| Exercise objective |
Your task is to repeat exactly the lines below between the line holding "Query: blue jacket" and the line holding "Where can the dark necktie", inclusive, and only those.

| Records for this task |
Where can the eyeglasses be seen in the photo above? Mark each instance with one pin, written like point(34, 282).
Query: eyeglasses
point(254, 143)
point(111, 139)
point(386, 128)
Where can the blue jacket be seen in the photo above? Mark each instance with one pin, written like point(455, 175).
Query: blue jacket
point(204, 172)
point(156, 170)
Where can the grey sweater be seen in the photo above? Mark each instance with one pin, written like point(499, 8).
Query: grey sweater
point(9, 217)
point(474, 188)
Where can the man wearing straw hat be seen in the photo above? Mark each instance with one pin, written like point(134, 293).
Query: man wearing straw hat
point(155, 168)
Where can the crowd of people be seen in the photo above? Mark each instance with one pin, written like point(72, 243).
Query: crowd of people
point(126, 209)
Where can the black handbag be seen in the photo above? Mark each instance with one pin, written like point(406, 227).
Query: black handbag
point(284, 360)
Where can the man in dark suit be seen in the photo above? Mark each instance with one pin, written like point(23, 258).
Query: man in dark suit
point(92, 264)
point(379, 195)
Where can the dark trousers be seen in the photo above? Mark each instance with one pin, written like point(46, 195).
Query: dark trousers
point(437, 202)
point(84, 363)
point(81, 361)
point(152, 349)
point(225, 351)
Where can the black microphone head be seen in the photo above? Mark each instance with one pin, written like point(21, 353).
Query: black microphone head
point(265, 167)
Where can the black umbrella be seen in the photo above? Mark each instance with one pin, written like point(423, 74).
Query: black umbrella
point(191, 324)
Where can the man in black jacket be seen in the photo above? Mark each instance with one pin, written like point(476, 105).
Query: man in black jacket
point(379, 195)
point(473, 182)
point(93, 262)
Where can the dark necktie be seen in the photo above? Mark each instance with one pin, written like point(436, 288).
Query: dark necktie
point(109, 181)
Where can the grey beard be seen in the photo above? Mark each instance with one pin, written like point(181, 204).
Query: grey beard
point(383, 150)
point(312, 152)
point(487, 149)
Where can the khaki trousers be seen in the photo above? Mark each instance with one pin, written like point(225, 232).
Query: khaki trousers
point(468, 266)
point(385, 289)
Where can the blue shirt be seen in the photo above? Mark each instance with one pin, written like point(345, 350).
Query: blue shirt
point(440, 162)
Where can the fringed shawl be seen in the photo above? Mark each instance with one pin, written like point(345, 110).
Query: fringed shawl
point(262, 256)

| Result of the task |
Query: blue jacket
point(204, 172)
point(156, 170)
Where can the grey sweater be seen in the photo above? Mark each instance with one pin, written like point(499, 8).
Query: grey sweater
point(9, 217)
point(474, 188)
Where can the man wearing straw hat be seen in the photo above? Mark each instance with one pin, written like point(134, 293).
Query: man wearing straw hat
point(155, 168)
Where can the crowd of people be seen in the photo above? Mark each instance with one pin, written like point(72, 243).
Query: crowd of people
point(126, 209)
Where can the black handbag be seen in the photo above? Mark each instance with one pin, written like point(406, 227).
Query: black handbag
point(284, 360)
Where can the man in dark suit be seen in the photo above? Mark each instance with one pin, written like point(23, 258).
Query: man in dark suit
point(92, 264)
point(379, 195)
Where can the dark trousers be seen in the photo above? Mark each instance with one pin, written like point(46, 195).
Query: dark trousers
point(437, 202)
point(84, 363)
point(81, 361)
point(152, 349)
point(225, 351)
Where can the black microphone head be seen in the photo above? Mark each instance with one pin, written like point(21, 353).
Query: black microphone head
point(265, 167)
Where can the black umbrella be seen in the photo above? Mark each instance with one pin, written like point(423, 74).
Query: black umbrella
point(191, 324)
Where can the man in black jacket be seen in the photo above? Mark each instance with one pin, written like point(476, 105).
Query: man in black jacket
point(379, 195)
point(473, 182)
point(93, 262)
Where can the dark necktie be seen in the photo above? Mark each instance with one pin, written like point(436, 288).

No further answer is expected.